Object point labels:
------------------------------------------------
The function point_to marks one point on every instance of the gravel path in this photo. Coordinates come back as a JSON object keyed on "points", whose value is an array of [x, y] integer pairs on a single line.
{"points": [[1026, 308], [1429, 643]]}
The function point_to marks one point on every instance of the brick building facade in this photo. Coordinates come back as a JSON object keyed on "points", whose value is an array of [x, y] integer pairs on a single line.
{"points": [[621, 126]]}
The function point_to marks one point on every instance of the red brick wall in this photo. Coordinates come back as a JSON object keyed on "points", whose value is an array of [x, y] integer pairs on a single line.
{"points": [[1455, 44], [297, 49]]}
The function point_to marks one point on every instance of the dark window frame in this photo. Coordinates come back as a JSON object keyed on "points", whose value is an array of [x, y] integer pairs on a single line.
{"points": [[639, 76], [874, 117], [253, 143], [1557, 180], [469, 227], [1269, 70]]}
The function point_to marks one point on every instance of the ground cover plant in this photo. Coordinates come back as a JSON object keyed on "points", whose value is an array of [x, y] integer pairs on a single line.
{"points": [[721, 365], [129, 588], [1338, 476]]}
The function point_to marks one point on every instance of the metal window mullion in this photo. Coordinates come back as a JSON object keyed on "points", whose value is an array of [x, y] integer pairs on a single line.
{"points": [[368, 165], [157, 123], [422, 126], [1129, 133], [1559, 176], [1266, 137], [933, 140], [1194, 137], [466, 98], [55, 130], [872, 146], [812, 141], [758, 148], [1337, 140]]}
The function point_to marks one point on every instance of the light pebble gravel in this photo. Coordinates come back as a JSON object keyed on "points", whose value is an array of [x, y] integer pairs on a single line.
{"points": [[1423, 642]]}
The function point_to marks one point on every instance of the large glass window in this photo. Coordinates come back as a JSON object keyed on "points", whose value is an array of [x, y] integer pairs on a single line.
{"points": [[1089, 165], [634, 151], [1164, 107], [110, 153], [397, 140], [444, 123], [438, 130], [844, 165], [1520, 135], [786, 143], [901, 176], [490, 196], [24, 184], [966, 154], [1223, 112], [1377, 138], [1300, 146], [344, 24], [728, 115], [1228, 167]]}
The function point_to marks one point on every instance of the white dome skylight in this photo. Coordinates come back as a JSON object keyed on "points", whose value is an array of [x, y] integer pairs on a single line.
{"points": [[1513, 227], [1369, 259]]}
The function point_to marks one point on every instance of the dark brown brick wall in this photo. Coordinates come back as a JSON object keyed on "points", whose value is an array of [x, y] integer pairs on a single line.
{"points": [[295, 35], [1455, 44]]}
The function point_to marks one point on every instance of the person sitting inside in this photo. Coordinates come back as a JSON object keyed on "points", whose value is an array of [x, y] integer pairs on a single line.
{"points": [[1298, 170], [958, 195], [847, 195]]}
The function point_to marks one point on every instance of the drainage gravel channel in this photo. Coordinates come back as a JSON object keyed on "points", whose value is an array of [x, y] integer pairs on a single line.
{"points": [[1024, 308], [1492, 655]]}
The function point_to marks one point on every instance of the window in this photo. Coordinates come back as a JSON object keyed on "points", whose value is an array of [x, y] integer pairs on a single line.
------------------------------------------------
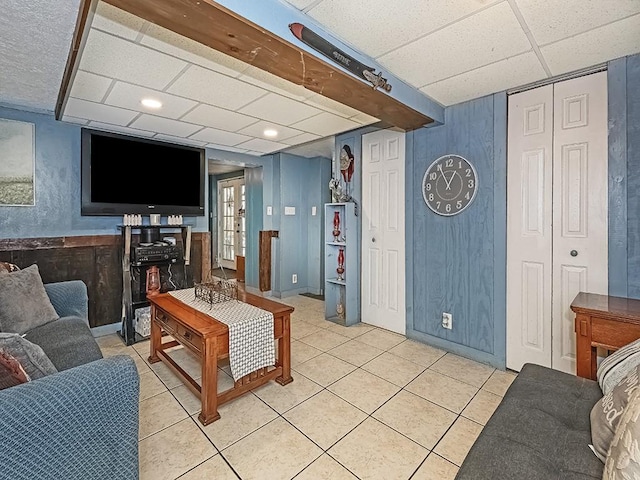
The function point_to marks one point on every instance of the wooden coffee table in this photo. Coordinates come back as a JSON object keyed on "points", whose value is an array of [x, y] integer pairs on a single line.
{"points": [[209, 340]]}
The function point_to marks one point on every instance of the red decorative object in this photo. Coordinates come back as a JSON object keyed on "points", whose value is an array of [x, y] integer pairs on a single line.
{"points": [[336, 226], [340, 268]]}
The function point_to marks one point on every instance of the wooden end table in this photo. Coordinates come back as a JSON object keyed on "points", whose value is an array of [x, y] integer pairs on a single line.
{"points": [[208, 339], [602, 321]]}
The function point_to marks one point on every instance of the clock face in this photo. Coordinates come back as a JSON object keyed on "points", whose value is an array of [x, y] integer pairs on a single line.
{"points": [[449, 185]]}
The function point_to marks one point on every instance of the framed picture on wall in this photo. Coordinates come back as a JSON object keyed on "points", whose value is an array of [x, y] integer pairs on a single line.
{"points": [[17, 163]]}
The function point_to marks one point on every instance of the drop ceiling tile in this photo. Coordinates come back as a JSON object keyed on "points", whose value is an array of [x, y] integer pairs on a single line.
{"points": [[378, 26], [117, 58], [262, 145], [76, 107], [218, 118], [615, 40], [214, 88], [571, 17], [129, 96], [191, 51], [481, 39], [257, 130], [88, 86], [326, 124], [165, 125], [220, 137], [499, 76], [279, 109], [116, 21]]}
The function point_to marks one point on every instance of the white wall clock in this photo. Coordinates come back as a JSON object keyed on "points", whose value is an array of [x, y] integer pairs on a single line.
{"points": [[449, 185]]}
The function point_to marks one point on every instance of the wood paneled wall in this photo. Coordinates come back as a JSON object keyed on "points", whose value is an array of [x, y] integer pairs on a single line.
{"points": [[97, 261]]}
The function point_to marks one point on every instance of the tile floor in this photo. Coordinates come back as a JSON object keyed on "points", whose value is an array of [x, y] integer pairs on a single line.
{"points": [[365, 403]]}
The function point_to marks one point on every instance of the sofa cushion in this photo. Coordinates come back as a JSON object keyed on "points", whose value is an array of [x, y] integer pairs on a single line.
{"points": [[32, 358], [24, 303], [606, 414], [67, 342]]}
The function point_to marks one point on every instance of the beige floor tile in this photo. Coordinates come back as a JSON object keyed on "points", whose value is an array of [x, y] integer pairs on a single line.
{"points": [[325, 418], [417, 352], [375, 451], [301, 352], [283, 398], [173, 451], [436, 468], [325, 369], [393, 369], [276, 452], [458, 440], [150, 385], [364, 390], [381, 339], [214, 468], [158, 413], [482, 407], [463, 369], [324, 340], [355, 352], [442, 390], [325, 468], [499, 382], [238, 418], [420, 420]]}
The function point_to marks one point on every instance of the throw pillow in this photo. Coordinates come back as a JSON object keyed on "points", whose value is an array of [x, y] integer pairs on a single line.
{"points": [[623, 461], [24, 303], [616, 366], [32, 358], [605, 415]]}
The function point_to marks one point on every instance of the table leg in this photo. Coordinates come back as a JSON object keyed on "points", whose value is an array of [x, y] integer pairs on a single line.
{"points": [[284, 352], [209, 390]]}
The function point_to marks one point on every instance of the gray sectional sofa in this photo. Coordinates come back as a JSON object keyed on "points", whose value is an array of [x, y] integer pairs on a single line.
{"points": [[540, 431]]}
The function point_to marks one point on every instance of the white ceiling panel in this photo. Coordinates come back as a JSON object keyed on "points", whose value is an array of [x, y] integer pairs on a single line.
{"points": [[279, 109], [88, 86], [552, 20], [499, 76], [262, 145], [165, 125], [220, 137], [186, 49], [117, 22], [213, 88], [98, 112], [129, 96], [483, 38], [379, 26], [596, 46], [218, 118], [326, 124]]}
------------------------------------------------
• _Exercise_: Pick out every line of the rows above that contains the string "sofa" and copy each one unchanged.

• _Full output_:
The function point_to marks one point on every instance of the sofa cushion in this photo. Coordinates come back as a JSON object keyed on "points", whose value is an array of [x, y] integer pairs on a single line.
The function point_to marks one point on every instance of the gray sectional sofa in this photo. Coordinates come back as a JSON object keyed on "points", whose value is an array of [x, y] integer pairs on a single line.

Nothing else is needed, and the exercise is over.